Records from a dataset

======

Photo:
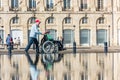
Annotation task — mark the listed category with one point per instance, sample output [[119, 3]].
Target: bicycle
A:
[[50, 49]]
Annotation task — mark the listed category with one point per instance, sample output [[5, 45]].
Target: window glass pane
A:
[[100, 4], [67, 20], [50, 20], [0, 4], [50, 77], [15, 20], [32, 3], [68, 36], [67, 4], [101, 36], [2, 36], [101, 20], [14, 3], [67, 77], [32, 20], [100, 76], [49, 3], [85, 36], [83, 4], [84, 20]]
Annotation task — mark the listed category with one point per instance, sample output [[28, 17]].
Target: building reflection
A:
[[85, 66]]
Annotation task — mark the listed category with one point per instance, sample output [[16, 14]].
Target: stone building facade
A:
[[83, 66], [89, 23]]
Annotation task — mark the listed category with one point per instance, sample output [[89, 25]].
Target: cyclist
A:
[[33, 36]]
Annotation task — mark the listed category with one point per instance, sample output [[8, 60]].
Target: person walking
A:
[[33, 36], [9, 42]]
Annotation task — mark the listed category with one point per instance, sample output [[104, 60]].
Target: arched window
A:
[[50, 77], [14, 3], [83, 4], [85, 37], [50, 20], [32, 3], [0, 3], [84, 20], [32, 20], [100, 76], [101, 36], [49, 4], [67, 20], [68, 36], [100, 4], [15, 20], [67, 76], [101, 20], [67, 4]]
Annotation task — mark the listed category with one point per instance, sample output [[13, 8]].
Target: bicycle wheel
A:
[[56, 48], [48, 47], [47, 58]]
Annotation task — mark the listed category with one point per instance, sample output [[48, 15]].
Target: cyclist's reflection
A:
[[33, 66]]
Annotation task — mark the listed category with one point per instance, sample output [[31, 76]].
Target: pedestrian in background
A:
[[9, 42]]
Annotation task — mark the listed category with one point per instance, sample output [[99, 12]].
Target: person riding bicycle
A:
[[33, 36], [46, 37]]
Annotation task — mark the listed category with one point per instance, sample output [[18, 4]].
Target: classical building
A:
[[89, 23], [83, 66]]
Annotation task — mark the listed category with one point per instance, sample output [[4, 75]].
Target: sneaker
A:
[[34, 72], [26, 52]]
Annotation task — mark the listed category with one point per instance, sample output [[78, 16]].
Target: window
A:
[[100, 76], [68, 36], [50, 77], [67, 4], [0, 3], [50, 20], [101, 20], [49, 4], [101, 36], [67, 20], [32, 20], [83, 4], [32, 3], [15, 20], [100, 4], [84, 76], [85, 37], [84, 20], [100, 60], [67, 77], [2, 36], [53, 33], [14, 3]]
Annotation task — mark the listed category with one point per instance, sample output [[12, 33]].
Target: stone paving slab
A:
[[70, 50]]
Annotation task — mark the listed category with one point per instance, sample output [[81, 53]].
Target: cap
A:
[[37, 20]]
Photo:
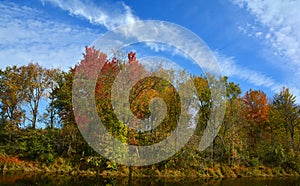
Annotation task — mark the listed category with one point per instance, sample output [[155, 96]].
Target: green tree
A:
[[12, 96], [288, 111]]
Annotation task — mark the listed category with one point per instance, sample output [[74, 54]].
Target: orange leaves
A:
[[256, 107]]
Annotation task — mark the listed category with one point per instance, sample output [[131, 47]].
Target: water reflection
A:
[[48, 179]]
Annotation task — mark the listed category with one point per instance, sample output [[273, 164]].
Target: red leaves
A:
[[256, 106]]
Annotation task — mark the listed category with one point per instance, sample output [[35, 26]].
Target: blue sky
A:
[[257, 43]]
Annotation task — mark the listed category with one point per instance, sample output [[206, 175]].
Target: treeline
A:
[[256, 131]]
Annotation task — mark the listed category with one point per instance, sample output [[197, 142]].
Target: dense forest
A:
[[38, 131]]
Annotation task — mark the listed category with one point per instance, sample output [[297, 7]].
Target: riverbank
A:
[[10, 164]]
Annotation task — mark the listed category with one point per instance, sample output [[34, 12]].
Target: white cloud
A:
[[230, 68], [26, 36], [279, 27], [101, 15], [280, 23]]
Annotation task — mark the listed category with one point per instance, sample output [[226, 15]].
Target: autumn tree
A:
[[288, 113], [12, 96], [255, 115]]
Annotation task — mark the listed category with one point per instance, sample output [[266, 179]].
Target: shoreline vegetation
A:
[[259, 136], [13, 165]]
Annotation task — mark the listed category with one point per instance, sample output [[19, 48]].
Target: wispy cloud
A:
[[277, 23], [230, 68], [101, 15], [27, 36]]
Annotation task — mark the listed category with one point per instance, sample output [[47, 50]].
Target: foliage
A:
[[255, 135]]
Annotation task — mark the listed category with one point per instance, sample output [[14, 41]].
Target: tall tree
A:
[[36, 83], [12, 96], [255, 114], [289, 112]]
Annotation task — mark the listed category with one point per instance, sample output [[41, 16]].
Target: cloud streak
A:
[[278, 25], [230, 68], [100, 15], [37, 39]]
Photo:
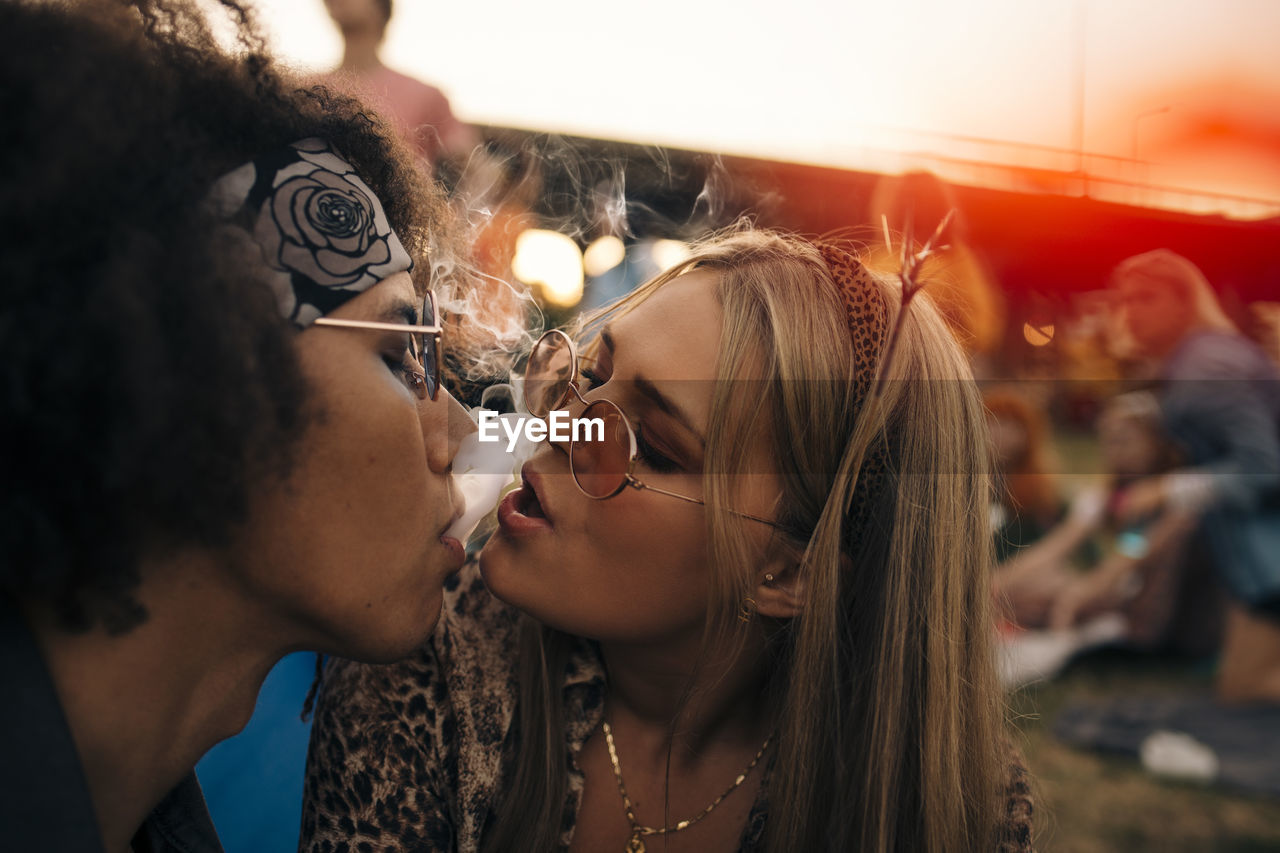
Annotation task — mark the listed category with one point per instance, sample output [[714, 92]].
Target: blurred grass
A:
[[1091, 803]]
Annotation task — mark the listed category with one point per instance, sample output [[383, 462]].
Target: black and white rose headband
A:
[[320, 228]]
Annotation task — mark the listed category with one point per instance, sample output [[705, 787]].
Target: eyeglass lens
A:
[[600, 468]]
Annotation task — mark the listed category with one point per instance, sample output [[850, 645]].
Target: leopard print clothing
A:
[[411, 756]]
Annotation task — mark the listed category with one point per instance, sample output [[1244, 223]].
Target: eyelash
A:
[[401, 365], [593, 381], [648, 454]]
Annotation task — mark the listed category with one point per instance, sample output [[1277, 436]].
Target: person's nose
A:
[[444, 424]]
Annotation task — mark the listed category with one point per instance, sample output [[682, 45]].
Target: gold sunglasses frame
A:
[[434, 329], [629, 478]]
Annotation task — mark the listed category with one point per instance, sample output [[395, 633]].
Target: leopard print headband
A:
[[867, 316]]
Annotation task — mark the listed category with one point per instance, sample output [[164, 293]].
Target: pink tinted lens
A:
[[599, 465], [551, 369]]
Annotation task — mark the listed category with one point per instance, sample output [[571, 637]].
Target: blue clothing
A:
[[1220, 400], [254, 781]]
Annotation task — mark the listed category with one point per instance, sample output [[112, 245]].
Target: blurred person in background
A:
[[1027, 502], [420, 112], [220, 407], [1220, 400], [762, 598], [1138, 568]]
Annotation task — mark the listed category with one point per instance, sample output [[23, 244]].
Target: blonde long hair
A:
[[890, 717]]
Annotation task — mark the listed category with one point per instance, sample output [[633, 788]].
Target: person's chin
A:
[[400, 638]]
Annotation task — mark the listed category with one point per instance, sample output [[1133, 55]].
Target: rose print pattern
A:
[[318, 227]]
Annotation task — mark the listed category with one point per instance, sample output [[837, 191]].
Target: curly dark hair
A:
[[149, 382]]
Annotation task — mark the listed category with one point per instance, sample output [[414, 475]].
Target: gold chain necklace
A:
[[638, 830]]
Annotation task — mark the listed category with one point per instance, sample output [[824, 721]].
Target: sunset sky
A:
[[1192, 86]]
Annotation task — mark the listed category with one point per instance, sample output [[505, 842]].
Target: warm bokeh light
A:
[[552, 261], [668, 252], [974, 83], [1038, 336], [603, 254]]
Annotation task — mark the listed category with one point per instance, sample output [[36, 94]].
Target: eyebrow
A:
[[654, 395]]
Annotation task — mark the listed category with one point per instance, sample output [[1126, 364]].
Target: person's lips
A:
[[522, 512]]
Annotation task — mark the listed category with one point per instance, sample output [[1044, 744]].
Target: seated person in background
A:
[[760, 597], [1027, 497], [1220, 400], [1146, 570]]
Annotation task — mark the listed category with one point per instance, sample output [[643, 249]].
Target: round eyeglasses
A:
[[424, 345], [603, 468]]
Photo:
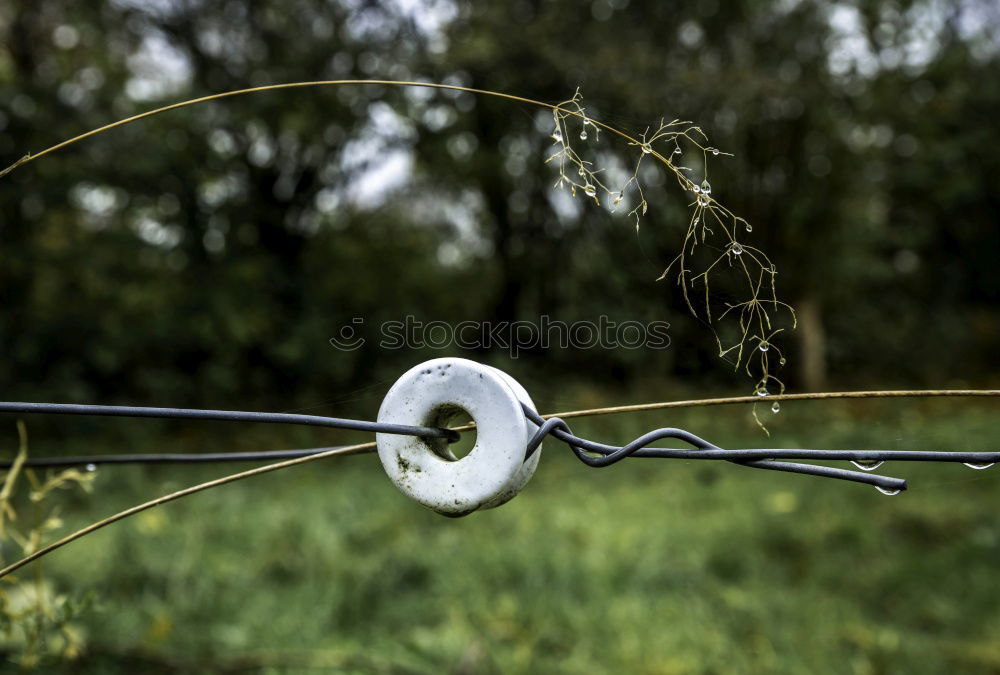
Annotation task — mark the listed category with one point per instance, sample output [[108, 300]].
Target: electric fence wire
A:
[[591, 453], [554, 426]]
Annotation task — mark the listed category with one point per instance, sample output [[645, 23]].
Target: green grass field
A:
[[645, 567]]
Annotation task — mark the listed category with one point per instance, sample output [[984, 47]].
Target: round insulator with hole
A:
[[432, 394]]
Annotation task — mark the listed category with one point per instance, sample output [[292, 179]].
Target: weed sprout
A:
[[711, 225]]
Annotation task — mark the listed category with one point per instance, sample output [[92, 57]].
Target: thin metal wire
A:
[[93, 461], [814, 396], [232, 478], [224, 415], [608, 455]]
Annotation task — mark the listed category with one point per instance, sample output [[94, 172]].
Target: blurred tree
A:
[[208, 254]]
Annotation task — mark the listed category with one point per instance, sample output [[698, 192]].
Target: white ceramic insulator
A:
[[433, 393]]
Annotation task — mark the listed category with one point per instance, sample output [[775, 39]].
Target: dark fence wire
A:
[[591, 453]]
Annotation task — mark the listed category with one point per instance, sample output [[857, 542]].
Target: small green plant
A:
[[711, 225], [36, 620]]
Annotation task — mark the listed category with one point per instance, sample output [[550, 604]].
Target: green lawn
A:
[[645, 567]]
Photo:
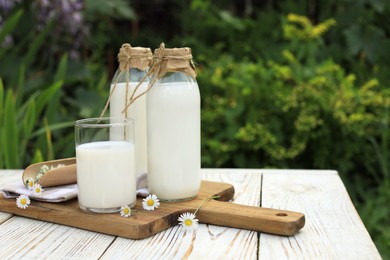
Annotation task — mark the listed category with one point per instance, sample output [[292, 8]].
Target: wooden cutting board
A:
[[147, 223]]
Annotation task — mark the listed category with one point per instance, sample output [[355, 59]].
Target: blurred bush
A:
[[284, 84]]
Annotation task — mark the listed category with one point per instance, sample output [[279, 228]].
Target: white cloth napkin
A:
[[62, 193]]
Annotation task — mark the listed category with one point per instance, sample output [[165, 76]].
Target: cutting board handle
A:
[[273, 221]]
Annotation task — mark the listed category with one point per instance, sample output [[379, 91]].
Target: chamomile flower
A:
[[30, 183], [38, 189], [188, 221], [150, 202], [125, 211], [23, 201]]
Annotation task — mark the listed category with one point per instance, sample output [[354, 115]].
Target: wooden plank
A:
[[8, 176], [333, 228], [27, 238], [208, 241], [146, 223]]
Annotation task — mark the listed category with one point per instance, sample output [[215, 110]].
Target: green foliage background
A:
[[284, 84]]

======

When pictures appear in the records above, leave them out and reproduce exactly each line from the first through the line containing "Target: window glass pane", both included.

Photo:
Annotation task — mark the listed category with one point per instance, sample output [[119, 3]].
Target: bicycle
A:
[[50, 49]]
Annotation task — mark the listed category with one point per instance, sample output [[5, 45]].
Target: window glass pane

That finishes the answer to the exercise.